--- Start of PAGE TEXT ---

Ask HN: Do you gamble? - bluerail

If so, is it online or offline? How often do you visit a casino, and how much you spend on it?
======
corin_
Used to gamble a lot: casino at least once a week, online for sports betting
(mostly UK football, horse racing, sometimes US baseball, and occasionally
other sports like tennis), and sometimes online live dealer casino (you see
video of a dealer giving you cards, and use the online interface to manage
your hand in, for example, blackjack - would only play this late at night on
Skype with one or more friends also playing it, usually while drinking.)

Was always for fun not as a profit-generating scheme, but decided I should cut
back about 3 years ago, the only sports betting I've done in the last year was
during the Cheltenham Festival (four days of horse racing in the UK), and I go
to a casino maybe every 2-3 months. I've also cut down the amount I spend -
now I won't lose more than £100-£300 in a casino, whereas a few years ago I
could easily win or lose £5,000 in a night. Sports betting used to put on
between £20 and £100 on most bets, during Cheltenham this year I was placing
£5-£10 bets.

I love gambling and think as long as you know when to stop, or when to cut
back, it's a great activity.

------
AnimalMuppet
I don't know enough. Fortunately, I know that I don't know enough.

I was in Las Vegas on a business trip, and I mentioned to a co-worker that I
didn't see anything wrong with taking entertainment money to the casino. He
replied, "Why don't you just give it to a bum on the street?" I'm going to
lose the money just as much, but it might actually do the bum some good.

------
partisan
I gamble when I make a trip to Vegas or Atlantic City and I go in with the
expectation of losing money. I am a somewhat novice blackjack player. It's
typically a social experience so I avoid tables where the players appear to be
making their lunch or dinner money. I usually interact with the dealer a lot,
asking for advice on hands, etc. My wife plays along side me and she has some
incredible luck or skill so I use her to hedge my losses and it seems to work.

--- End of PAGE TEXT ---

- WHAT YOU NEED TO DO -
A. According to the gambling thread, how many days of horse racing make up the Cheltenham Festival?
B. From the gambling thread, reproduce word for word the part that opens with the words containing "Ask HN: Do you" and closes with "usually while drinking.)".
None of the rows have anything to do with the gambling thread.

--- Start of LISTED ENTRIES ---

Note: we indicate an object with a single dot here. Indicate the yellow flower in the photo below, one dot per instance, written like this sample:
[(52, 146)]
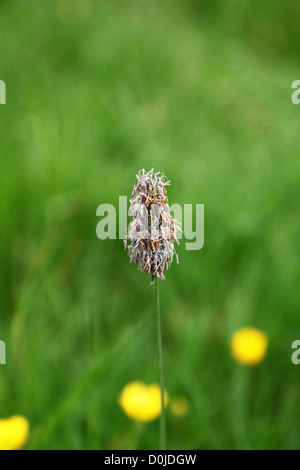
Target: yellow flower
[(180, 406), (13, 432), (249, 346), (142, 402)]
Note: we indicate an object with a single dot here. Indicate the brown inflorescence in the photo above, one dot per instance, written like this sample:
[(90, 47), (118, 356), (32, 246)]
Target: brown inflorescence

--- End of LISTED ENTRIES ---

- REPLIES -
A. Four days.

B.
Ask HN: Do you gamble? - bluerail

If so, is it online or offline? How often do you visit a casino, and how much you spend on it?
======
corin_
Used to gamble a lot: casino at least once a week, online for sports betting
(mostly UK football, horse racing, sometimes US baseball, and occasionally
other sports like tennis), and sometimes online live dealer casino (you see
video of a dealer giving you cards, and use the online interface to manage
your hand in, for example, blackjack - would only play this late at night on
Skype with one or more friends also playing it, usually while drinking.)